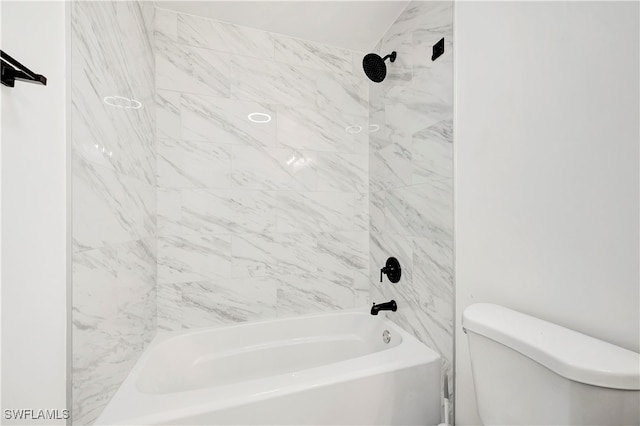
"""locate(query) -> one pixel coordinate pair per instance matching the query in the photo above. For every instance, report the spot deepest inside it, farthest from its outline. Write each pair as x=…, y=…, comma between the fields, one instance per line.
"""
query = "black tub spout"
x=388, y=306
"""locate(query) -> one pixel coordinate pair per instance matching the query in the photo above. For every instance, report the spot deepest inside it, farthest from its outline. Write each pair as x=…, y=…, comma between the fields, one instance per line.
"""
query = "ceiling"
x=355, y=25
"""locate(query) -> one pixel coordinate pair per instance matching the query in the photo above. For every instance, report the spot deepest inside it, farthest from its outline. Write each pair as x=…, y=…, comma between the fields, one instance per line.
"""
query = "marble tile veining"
x=225, y=37
x=114, y=196
x=411, y=176
x=191, y=69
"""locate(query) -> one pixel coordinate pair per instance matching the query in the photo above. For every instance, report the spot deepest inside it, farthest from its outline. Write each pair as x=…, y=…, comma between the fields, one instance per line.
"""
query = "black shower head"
x=374, y=66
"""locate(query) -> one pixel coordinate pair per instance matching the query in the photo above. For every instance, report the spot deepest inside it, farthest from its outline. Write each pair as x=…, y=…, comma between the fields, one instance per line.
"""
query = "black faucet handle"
x=392, y=269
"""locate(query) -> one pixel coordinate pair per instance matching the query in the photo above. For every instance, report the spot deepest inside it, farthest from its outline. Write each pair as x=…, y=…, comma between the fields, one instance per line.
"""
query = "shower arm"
x=391, y=56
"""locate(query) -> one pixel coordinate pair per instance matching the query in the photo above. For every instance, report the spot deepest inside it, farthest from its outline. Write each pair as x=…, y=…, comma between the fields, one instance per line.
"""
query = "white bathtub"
x=322, y=369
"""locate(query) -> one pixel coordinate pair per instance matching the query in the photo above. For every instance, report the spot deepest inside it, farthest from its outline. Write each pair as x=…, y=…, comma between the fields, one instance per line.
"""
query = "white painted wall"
x=34, y=201
x=546, y=156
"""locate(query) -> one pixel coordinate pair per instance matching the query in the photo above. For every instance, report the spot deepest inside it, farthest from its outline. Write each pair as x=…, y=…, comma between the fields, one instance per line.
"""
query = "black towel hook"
x=12, y=70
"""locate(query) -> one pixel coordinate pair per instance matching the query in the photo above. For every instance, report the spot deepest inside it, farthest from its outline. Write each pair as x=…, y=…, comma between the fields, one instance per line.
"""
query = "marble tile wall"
x=411, y=175
x=257, y=220
x=114, y=197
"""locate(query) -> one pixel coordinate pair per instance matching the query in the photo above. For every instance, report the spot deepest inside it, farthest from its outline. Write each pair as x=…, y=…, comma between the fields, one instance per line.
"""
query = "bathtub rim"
x=188, y=402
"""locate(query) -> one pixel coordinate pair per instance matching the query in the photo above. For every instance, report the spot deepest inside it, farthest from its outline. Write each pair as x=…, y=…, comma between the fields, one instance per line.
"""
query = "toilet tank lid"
x=571, y=354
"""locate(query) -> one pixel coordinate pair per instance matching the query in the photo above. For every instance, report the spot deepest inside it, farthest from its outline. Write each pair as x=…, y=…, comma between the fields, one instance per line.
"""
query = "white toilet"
x=527, y=371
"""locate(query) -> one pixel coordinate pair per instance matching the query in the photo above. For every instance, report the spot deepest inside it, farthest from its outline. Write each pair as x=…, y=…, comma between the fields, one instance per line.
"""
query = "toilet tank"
x=527, y=371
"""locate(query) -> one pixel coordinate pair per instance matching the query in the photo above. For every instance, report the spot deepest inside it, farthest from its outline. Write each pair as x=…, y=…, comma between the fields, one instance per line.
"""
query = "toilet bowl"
x=527, y=371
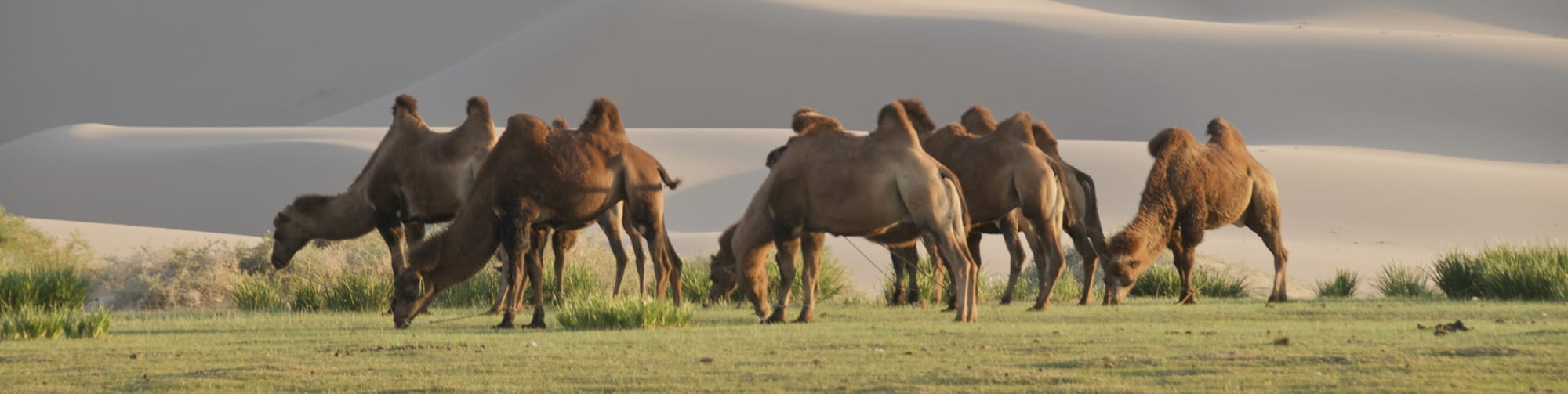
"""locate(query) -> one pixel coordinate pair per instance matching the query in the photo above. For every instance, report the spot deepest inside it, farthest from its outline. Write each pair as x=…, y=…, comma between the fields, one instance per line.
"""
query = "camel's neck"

___

▸ **EXERCISE GOAL**:
Although the records contain pictures, restate them word for word with those pictures left out.

▸ **RESPONSE**:
"""locate(query) -> one pixel coordinate pair per instance matching the query in the photo above. For every instance, report the spot deepest inside it, farthest from its outline. Write each pair as x=…, y=…, comma between the fields, one instance per line.
"""
query = "black tub spout"
x=388, y=306
"""locate(query) -> one pixel coordinate pair per instance matching the query in the photo above. For every instance, report the spot deepest inside it, farthest from its outline. Write each pair as x=…, y=…, comma between the fields, one instance per line.
"""
query = "ceiling"
x=355, y=25
"""locate(query) -> one pixel coordinate pair per instance matching the query in the photo above. For every instance, report the spot deepest inside it, farthest from its outline. Write each pair as x=…, y=…, comma between the fields, one instance per line.
"""
query = "marble tile veining"
x=225, y=37
x=114, y=196
x=411, y=176
x=191, y=69
"""locate(query) -> one pixel coordinate pair per instance matching the query in the photo above. For every instance, report the spot deepest inside it, farthest from its outline. Write each pair as x=…, y=…, comma between the fields, one instance per line.
"""
query = "black shower head"
x=374, y=66
"""locate(query) -> one pixel coordinate pair per instance matching the query in the photo above. For every instance, report the spot deepest inside it, farthest from its outline. Write each pair as x=…, y=…, comma between the fields, one instance per line.
"""
query = "black faucet handle"
x=392, y=269
"""locate(query) -> one pixel coordinate pair per instance matching the query in the photo above. For every instance, report the spot deepest inside it, farthest from its outline. Write each pair as x=…, y=…, comma between the fields, one instance per line.
"""
query = "shower arm"
x=391, y=56
"""locate(query) -> one pixel coordinate pair per instance matching the query in the photo above. For every instance, report the spot deepest inside it, farthest from its outline. Write each pair as x=…, y=…, comma between the fields, one instance per line.
"""
query = "white bathtub"
x=322, y=369
"""locate(query) -> one pixel coordinate pair per instance matching the query in the photo above. For every instance, report the spot deepest inside it, farthest from its outline. Write each pair as x=…, y=…, comma between the fields, one instance per line.
"""
query = "white painted wall"
x=34, y=201
x=546, y=156
"""locate(query) -> one pixel coordinate pair per instance matching the query in the photo above. For every instance, report the spot deepest inside it, farthest from its outline. Write each pair as x=…, y=…, comma between the fields, one instance per line.
"""
query = "black towel hook"
x=12, y=70
"""locate(query) -> one pixel coordinate pair per instance matching the query in the photo above. For every instance, report the spot deepest inside it, farthest from its outline. Write each pair as x=…, y=…, comma between the fields, one instance per line.
"""
query = "marble tile wall"
x=411, y=175
x=257, y=220
x=114, y=197
"""locate(query) -> one pixel coordinate pair per instance matching the query in the photo above. For every instance, report the spot deepest inside it, farthest from its outline. Write each pair as x=…, y=…, comma between the fields, one instance per line.
"""
query = "bathtub rim"
x=188, y=402
"""locate(query) -> one pixel coordinate pair per instance matching the query in the photo above. For every instance, report the spot deepest inside it, farthest from its outline. Write each pair as x=…, y=…, comma between the fields, one instance per line.
"""
query = "toilet tank lid"
x=571, y=354
"""locate(query) -> one pixel coordinate pair per instance matching the query in the photo above. For every instance, report the spot deepest inside it, farthest from its outline. Write each pair as x=…, y=…, comma between the fields, one instance per line.
"""
query = "white toilet"
x=527, y=371
"""locate(query) -> one pixel coordinate pair per instance matching the query in the photo above. For every instance, report the spot deepest inside it, farthest from its outline. Write each pair as x=…, y=…, comma between the fields, one instance per line.
"""
query = "toilet tank"
x=527, y=371
"""locate(query) -> one pixel coordinate pair per instance matching the query in the photo above. For every instance, report the spot deepest inside it, farthest from its outline. Write each pair as x=…, y=…, comma between the fields, one instance per line.
"""
query = "toilet bowl"
x=527, y=371
"""locate(query) -> one pixel coordinate pair per instance matching the query in the photo above. For every instance, report the spot deepest inside it, farthest from its outline. Write each pair as x=…, y=…, comma between the fields, one instance per line.
"""
query = "camel's neck"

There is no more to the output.